[Begin]
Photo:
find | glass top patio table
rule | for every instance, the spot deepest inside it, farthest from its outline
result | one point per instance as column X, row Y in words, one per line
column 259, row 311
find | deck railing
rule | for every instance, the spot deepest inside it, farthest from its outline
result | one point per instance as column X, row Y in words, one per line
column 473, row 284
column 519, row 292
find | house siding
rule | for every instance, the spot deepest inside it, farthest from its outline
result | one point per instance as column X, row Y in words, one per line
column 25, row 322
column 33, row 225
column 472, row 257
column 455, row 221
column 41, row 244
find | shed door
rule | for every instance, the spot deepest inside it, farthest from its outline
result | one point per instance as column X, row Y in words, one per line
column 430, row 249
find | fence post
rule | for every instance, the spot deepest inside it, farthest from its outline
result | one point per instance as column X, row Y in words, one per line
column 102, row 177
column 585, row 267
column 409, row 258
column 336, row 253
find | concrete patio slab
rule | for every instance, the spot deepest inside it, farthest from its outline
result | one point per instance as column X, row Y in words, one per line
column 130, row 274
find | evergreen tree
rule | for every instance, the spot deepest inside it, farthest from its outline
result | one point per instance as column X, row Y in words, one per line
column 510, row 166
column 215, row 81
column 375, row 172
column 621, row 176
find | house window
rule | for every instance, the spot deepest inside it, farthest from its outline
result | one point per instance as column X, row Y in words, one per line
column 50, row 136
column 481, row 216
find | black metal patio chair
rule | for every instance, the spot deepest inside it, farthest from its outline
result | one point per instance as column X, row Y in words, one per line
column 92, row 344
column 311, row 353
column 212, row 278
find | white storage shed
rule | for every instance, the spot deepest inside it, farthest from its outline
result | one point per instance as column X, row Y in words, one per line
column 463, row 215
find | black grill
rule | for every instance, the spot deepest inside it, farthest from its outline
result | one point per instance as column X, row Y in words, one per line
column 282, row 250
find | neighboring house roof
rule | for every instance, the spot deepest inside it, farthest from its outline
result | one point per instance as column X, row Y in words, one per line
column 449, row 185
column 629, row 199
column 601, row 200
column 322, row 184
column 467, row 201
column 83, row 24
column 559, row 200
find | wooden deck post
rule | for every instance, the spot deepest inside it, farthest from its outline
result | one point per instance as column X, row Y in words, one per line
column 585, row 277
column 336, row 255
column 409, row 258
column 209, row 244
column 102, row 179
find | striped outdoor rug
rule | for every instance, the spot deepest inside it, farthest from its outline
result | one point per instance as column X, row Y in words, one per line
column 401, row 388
[End]
• Instructions for the task: Reproduce every line of the data above verbatim, keeping the original order.

• Exercise solution:
Photo:
find | glass top patio table
rule | for every instance, the spot deepest inside it, farthest from its outline
result | one point per instance as column X, row Y in words, one per line
column 259, row 311
find | deck railing
rule | for every instance, the spot deepest inside it, farthest from its outline
result | one point per instance as column X, row Y in words, one per line
column 473, row 284
column 519, row 292
find | house siding
rule | for every instance, the spot deepest inside it, farthest from its outline
result | one point per instance as column X, row Y in words, one per line
column 25, row 322
column 33, row 225
column 472, row 257
column 455, row 221
column 41, row 244
find | shed door
rule | for every instance, the spot deepest inside it, farthest from its outline
result | one point per instance as column X, row Y in words, one per line
column 430, row 249
find | fence post
rule | for every instance, the spot deepest inside it, farthest from its outline
result | one point per instance as column X, row Y in words, one per line
column 102, row 177
column 585, row 267
column 409, row 258
column 336, row 253
find | concrete patio slab
rule | for every instance, the spot deepest inside it, farthest from its outline
result | one point per instance as column X, row Y in words, one per line
column 130, row 274
find | evergreen tree
rule | for every instance, the spot deepest inside it, farthest from its outline
result | one point per instance as column X, row Y in words, one per line
column 510, row 166
column 215, row 81
column 375, row 172
column 621, row 176
find | house window
rule | for every instance, the spot deepest inside it, farthest from its outline
result | one point per instance as column X, row Y in words, one per line
column 50, row 136
column 481, row 216
find | black metal patio chair
rule | for every instance, the spot deepest inside it, farthest from its outline
result | one point per instance as column X, row Y in words, one per line
column 92, row 344
column 311, row 353
column 212, row 278
find | white storage shed
rule | for every instance, the spot deepest inside it, farthest from its outline
result | one point per instance as column X, row Y in words, one per line
column 463, row 215
find | black grill
rule | for every instance, the spot deepest inside it, farthest from its outline
result | one point per instance as column X, row Y in words, one per line
column 282, row 250
find | neighboring house roof
rule | for every instance, the spot deepest inside it, farthest from its outline
result | one point per instance as column X, row Y in words, one per line
column 449, row 185
column 629, row 199
column 601, row 200
column 322, row 184
column 467, row 201
column 83, row 24
column 559, row 200
find | wooden deck post
rule | for every instance, the spot deepest inside it, farthest from its outline
result | one point per instance as column X, row Y in words, one per line
column 585, row 277
column 336, row 255
column 409, row 258
column 209, row 244
column 102, row 179
find | striped outdoor rug
rule | for every instance, the spot deepest inside it, farthest from its outline
result | one point per instance as column X, row Y in words, one per line
column 401, row 388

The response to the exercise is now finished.